#### [YOUR OBJECTIVE]
Echo the lines below word for word, leaving out the pictures.

#### [ROWS]
>>>

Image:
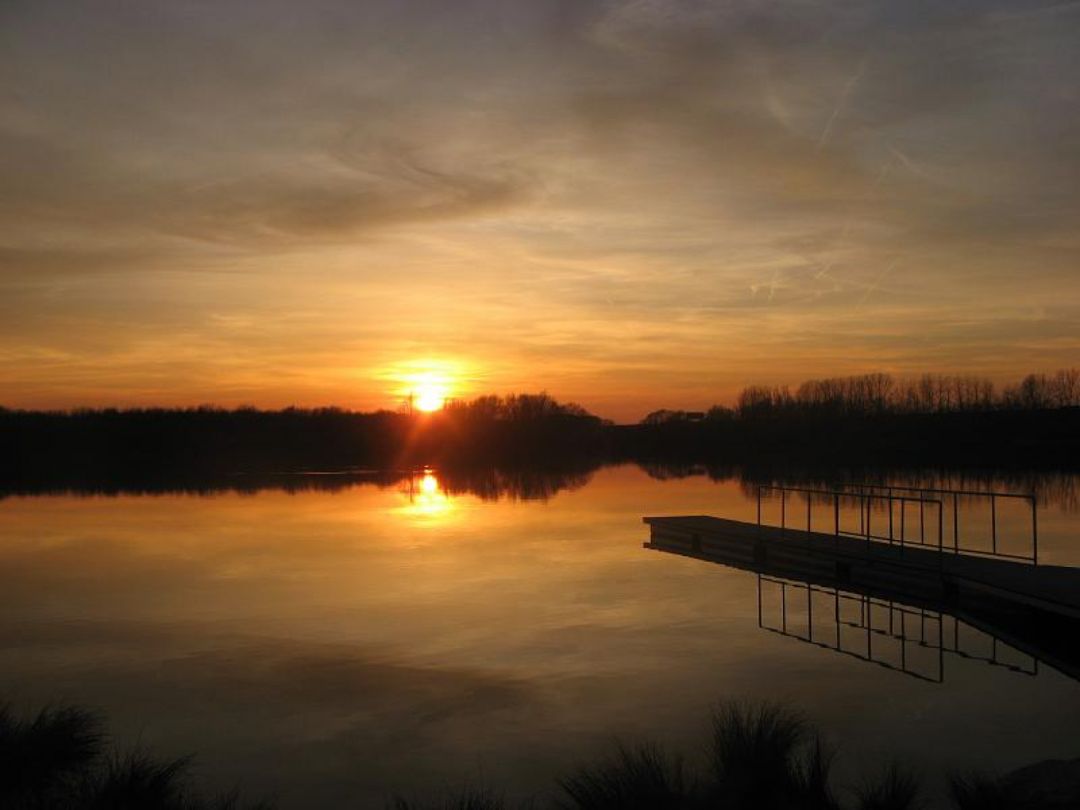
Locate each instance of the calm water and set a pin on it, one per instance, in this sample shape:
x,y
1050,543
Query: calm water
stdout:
x,y
329,648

<<<

#### [RESULT OF THIS EXERCISE]
Image:
Locate each instance of the calm water and set a pin on it, one per instance, in this sample shape:
x,y
1050,543
Query: calm water
stdout:
x,y
329,648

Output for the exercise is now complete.